**Raw records:**
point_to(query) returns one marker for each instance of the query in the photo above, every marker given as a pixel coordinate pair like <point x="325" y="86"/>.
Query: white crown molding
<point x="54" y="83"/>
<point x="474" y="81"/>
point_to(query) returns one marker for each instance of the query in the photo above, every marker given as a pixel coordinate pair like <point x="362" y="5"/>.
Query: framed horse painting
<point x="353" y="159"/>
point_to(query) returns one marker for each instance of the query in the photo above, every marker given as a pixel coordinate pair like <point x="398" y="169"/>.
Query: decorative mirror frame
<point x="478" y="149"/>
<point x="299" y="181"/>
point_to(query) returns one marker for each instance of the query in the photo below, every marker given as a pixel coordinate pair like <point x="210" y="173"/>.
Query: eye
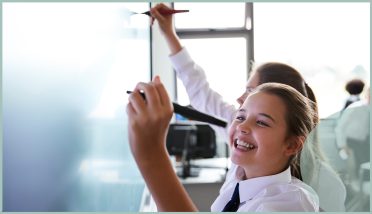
<point x="262" y="124"/>
<point x="240" y="118"/>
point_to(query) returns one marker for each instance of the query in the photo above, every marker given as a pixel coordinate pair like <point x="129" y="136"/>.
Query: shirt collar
<point x="251" y="187"/>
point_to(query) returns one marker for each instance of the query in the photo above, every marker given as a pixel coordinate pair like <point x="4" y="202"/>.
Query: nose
<point x="244" y="127"/>
<point x="242" y="98"/>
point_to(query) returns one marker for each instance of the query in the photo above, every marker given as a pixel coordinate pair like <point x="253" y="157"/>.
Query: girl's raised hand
<point x="148" y="120"/>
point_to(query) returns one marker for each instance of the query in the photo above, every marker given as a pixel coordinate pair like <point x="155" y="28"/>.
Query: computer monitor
<point x="191" y="141"/>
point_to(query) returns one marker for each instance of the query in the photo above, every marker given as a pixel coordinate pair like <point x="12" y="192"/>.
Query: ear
<point x="295" y="144"/>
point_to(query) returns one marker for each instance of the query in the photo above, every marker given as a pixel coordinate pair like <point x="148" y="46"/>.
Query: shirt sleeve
<point x="201" y="96"/>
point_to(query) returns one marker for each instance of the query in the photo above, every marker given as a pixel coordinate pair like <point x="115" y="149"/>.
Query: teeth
<point x="245" y="144"/>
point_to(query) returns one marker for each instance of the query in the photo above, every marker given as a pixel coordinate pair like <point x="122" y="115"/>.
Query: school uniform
<point x="204" y="99"/>
<point x="280" y="192"/>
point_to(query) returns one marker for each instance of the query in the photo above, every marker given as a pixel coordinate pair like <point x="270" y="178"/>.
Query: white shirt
<point x="204" y="99"/>
<point x="280" y="192"/>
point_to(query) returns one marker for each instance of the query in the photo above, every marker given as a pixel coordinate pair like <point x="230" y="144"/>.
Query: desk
<point x="204" y="189"/>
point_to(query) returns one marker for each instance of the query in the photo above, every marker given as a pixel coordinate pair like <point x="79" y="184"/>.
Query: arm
<point x="166" y="26"/>
<point x="148" y="125"/>
<point x="202" y="97"/>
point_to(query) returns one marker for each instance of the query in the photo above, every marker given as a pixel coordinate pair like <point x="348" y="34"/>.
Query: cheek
<point x="232" y="133"/>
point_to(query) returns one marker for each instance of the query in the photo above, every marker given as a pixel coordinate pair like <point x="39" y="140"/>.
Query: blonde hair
<point x="299" y="115"/>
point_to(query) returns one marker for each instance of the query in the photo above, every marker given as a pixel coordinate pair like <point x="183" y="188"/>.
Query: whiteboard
<point x="66" y="68"/>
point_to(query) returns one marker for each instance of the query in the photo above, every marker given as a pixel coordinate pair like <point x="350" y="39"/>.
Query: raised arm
<point x="148" y="126"/>
<point x="166" y="26"/>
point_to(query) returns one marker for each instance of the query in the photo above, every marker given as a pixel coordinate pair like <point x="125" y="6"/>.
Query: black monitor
<point x="191" y="141"/>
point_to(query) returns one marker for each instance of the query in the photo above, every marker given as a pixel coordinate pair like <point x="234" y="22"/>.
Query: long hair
<point x="299" y="116"/>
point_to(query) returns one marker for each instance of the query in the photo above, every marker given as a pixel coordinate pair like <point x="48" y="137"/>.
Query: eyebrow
<point x="268" y="116"/>
<point x="262" y="114"/>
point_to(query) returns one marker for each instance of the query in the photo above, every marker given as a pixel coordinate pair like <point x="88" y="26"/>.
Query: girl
<point x="317" y="172"/>
<point x="267" y="134"/>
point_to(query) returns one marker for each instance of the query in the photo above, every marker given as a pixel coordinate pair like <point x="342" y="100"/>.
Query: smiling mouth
<point x="244" y="146"/>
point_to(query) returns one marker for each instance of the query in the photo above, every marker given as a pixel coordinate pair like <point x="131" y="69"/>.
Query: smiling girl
<point x="267" y="134"/>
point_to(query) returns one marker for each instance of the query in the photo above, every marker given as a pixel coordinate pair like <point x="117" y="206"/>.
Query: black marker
<point x="192" y="114"/>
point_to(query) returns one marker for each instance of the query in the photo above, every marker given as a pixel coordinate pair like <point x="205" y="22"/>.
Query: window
<point x="329" y="43"/>
<point x="221" y="31"/>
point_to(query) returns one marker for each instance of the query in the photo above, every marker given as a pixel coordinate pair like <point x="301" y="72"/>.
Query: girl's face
<point x="258" y="136"/>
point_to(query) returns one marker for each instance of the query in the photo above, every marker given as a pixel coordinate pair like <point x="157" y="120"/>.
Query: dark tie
<point x="233" y="204"/>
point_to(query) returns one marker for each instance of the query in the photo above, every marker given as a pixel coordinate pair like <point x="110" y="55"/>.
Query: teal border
<point x="1" y="61"/>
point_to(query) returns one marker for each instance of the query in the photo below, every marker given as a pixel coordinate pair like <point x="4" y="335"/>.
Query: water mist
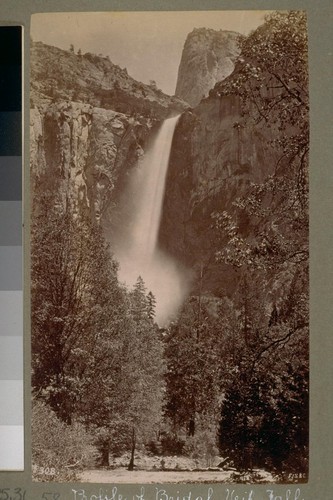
<point x="136" y="242"/>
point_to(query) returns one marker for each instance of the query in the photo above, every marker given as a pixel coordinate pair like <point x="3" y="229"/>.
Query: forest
<point x="228" y="376"/>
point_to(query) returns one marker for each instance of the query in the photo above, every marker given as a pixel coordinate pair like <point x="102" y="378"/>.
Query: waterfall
<point x="136" y="243"/>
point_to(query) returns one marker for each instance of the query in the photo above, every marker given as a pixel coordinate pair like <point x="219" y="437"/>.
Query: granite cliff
<point x="89" y="123"/>
<point x="208" y="57"/>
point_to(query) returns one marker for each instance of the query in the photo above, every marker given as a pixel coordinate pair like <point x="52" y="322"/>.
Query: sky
<point x="148" y="44"/>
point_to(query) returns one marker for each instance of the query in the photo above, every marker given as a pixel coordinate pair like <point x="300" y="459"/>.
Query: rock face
<point x="208" y="57"/>
<point x="215" y="157"/>
<point x="89" y="124"/>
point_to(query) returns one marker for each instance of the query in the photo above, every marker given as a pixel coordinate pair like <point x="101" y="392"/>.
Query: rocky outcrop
<point x="58" y="74"/>
<point x="215" y="157"/>
<point x="208" y="57"/>
<point x="88" y="125"/>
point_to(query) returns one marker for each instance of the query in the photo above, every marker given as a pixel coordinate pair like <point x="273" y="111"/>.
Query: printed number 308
<point x="6" y="494"/>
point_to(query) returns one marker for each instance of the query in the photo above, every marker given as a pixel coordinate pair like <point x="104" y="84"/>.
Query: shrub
<point x="58" y="450"/>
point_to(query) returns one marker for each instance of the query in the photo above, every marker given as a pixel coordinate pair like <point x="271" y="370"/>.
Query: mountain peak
<point x="208" y="57"/>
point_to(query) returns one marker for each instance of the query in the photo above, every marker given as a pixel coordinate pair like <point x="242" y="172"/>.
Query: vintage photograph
<point x="169" y="247"/>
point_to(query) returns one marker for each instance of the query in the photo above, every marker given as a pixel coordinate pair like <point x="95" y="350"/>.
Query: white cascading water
<point x="136" y="245"/>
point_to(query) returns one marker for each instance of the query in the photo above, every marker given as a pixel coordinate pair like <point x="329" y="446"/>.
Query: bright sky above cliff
<point x="148" y="44"/>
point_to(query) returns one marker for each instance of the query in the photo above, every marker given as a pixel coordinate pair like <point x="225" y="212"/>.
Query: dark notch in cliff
<point x="58" y="74"/>
<point x="208" y="57"/>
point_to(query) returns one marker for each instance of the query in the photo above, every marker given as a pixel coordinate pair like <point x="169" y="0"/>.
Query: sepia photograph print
<point x="169" y="247"/>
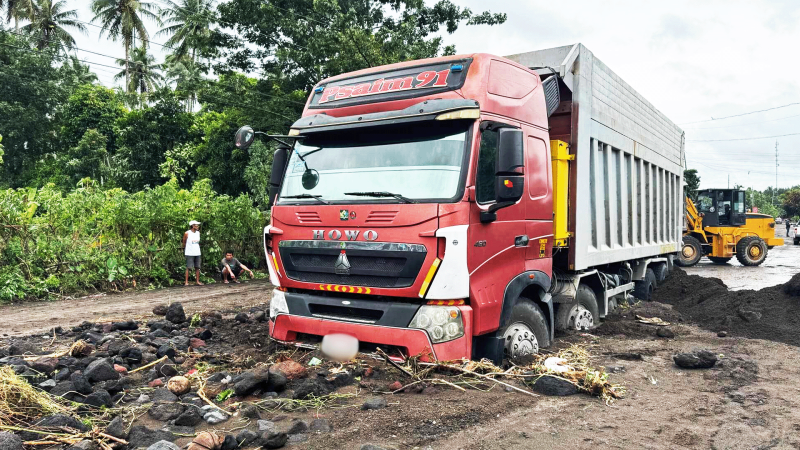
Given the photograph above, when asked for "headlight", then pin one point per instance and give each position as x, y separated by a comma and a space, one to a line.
277, 305
442, 323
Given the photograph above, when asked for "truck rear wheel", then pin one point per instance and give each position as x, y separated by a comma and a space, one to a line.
582, 314
690, 253
751, 251
643, 289
527, 330
660, 269
718, 260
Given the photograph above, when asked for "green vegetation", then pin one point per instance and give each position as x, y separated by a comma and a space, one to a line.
52, 243
97, 184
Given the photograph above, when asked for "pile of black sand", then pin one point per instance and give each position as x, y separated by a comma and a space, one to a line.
771, 313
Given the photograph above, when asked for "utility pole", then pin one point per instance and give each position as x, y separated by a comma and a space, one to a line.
774, 191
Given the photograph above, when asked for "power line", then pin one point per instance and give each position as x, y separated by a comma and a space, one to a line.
742, 139
743, 124
740, 115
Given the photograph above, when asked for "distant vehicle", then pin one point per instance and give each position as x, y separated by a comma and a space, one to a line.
718, 228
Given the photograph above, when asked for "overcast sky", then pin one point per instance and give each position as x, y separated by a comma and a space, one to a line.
693, 60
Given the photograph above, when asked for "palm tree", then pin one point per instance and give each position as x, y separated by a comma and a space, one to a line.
78, 73
123, 19
141, 71
187, 77
48, 22
17, 10
188, 24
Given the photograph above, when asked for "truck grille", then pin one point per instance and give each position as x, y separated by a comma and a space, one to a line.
374, 264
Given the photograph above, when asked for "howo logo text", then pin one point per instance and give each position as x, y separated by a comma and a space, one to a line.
350, 235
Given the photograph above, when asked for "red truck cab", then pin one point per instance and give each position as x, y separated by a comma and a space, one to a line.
415, 211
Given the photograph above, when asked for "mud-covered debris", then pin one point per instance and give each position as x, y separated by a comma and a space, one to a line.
699, 359
292, 369
206, 441
320, 426
664, 332
374, 403
554, 386
10, 441
163, 445
179, 385
274, 440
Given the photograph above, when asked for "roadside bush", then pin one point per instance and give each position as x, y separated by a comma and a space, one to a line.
96, 240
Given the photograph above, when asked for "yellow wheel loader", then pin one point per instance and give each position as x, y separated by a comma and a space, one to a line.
719, 228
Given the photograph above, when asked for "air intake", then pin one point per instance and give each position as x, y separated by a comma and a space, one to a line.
551, 95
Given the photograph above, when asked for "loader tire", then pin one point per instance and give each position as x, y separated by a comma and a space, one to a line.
690, 253
643, 289
751, 251
581, 314
718, 260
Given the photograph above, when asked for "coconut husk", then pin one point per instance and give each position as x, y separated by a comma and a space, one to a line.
206, 441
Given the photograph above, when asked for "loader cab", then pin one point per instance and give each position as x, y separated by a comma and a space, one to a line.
722, 207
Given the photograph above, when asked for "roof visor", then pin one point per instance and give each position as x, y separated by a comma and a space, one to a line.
391, 85
437, 109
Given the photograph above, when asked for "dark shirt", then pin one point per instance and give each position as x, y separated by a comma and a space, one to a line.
234, 264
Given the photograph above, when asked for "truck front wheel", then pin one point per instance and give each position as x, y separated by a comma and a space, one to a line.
582, 314
527, 330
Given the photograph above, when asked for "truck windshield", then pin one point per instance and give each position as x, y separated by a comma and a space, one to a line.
422, 163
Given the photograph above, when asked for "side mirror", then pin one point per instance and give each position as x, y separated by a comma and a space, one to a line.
310, 179
244, 137
509, 182
279, 161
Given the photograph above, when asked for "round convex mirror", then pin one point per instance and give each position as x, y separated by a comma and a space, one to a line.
310, 179
244, 137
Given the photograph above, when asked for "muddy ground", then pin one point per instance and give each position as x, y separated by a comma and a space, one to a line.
749, 400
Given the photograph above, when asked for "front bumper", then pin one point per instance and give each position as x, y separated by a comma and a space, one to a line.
410, 341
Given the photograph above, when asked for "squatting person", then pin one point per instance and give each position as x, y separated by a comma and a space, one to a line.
191, 249
231, 267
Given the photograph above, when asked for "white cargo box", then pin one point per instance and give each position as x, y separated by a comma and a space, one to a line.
626, 194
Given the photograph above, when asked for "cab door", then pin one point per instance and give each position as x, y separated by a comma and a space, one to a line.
497, 249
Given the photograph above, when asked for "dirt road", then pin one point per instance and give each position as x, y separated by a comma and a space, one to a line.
29, 318
750, 400
781, 263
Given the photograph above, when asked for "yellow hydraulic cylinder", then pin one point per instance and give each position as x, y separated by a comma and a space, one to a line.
559, 151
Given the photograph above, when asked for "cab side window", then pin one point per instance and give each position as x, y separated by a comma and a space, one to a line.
487, 161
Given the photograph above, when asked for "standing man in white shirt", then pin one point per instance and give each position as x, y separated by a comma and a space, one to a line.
191, 249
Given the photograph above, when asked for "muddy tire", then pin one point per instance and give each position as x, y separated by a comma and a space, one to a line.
718, 260
582, 314
751, 251
527, 330
660, 269
643, 289
690, 253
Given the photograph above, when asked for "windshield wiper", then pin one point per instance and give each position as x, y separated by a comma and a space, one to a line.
382, 194
315, 197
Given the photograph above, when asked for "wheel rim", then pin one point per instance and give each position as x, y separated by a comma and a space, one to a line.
580, 318
520, 340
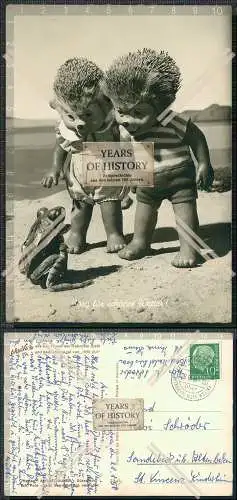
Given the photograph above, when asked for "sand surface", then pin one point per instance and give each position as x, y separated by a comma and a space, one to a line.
149, 290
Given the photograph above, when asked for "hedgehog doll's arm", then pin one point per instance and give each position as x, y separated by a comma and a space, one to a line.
197, 142
52, 176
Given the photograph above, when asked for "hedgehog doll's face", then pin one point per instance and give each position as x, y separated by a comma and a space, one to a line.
82, 120
136, 119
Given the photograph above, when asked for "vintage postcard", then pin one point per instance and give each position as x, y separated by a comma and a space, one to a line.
119, 164
118, 414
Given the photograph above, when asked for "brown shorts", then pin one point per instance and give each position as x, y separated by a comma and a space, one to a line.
178, 185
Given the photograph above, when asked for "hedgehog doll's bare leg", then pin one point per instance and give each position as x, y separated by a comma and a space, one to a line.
113, 222
80, 220
145, 223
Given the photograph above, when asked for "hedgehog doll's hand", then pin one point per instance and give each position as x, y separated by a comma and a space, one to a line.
51, 178
205, 176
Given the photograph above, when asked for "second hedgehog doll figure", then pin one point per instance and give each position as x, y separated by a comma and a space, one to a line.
85, 115
142, 86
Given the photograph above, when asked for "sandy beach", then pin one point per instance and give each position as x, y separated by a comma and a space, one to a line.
149, 290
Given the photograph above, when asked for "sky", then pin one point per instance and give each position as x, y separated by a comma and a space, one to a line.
197, 43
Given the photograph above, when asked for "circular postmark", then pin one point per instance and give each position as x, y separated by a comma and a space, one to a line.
192, 390
202, 357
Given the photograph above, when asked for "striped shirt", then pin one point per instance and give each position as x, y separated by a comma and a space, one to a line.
170, 149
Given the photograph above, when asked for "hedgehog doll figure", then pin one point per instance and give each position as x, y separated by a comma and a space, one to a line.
85, 115
142, 86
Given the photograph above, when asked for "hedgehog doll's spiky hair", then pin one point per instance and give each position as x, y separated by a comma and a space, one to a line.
77, 81
143, 74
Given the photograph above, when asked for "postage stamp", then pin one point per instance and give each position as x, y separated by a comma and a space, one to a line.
204, 361
118, 414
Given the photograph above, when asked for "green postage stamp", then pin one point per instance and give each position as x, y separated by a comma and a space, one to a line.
204, 361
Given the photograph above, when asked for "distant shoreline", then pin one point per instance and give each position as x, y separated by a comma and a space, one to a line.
50, 128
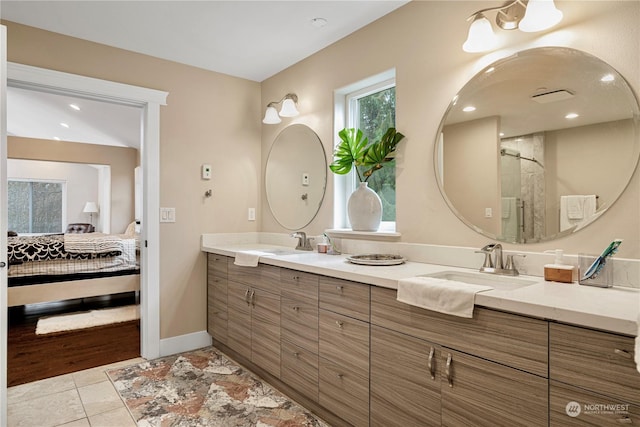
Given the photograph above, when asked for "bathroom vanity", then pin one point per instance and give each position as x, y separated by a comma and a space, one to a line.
333, 336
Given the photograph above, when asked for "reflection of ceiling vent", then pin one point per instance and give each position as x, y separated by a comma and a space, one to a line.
552, 96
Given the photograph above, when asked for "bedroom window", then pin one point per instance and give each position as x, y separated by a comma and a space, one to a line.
35, 207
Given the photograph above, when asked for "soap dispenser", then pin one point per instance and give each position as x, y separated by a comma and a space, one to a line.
559, 271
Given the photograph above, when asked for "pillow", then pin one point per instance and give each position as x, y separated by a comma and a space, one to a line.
131, 229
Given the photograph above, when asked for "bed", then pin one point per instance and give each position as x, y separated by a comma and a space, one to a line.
66, 266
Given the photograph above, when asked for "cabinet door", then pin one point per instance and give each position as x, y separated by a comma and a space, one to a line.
217, 318
265, 330
239, 318
572, 406
594, 360
405, 382
477, 392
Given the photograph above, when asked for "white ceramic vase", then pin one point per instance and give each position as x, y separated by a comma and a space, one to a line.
364, 209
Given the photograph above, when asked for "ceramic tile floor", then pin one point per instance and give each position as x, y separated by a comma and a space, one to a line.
81, 399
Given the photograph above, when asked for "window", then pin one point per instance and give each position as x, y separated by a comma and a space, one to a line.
35, 206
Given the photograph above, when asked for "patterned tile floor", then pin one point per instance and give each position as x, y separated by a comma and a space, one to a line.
200, 388
204, 388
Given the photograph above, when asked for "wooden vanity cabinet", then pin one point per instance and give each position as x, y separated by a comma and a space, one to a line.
592, 367
481, 377
405, 380
254, 314
217, 297
344, 349
299, 332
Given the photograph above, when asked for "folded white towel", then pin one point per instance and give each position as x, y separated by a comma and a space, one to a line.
441, 295
249, 258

**Task goal:**
Pull out each line of the entries above that contains the word "ceramic". Case counts, so match capital and lowercase letters precisely.

**Problem solution:**
Given the photograph above, when asked for "white ceramic vase", then pin one point per instance and give each position as x, y separated by a comma and a space, one to a line.
Given the photograph above, when asked for "ceramic tile floor", then pin one point per instance and give each position as x, y separated by a comma and a space, one to a line.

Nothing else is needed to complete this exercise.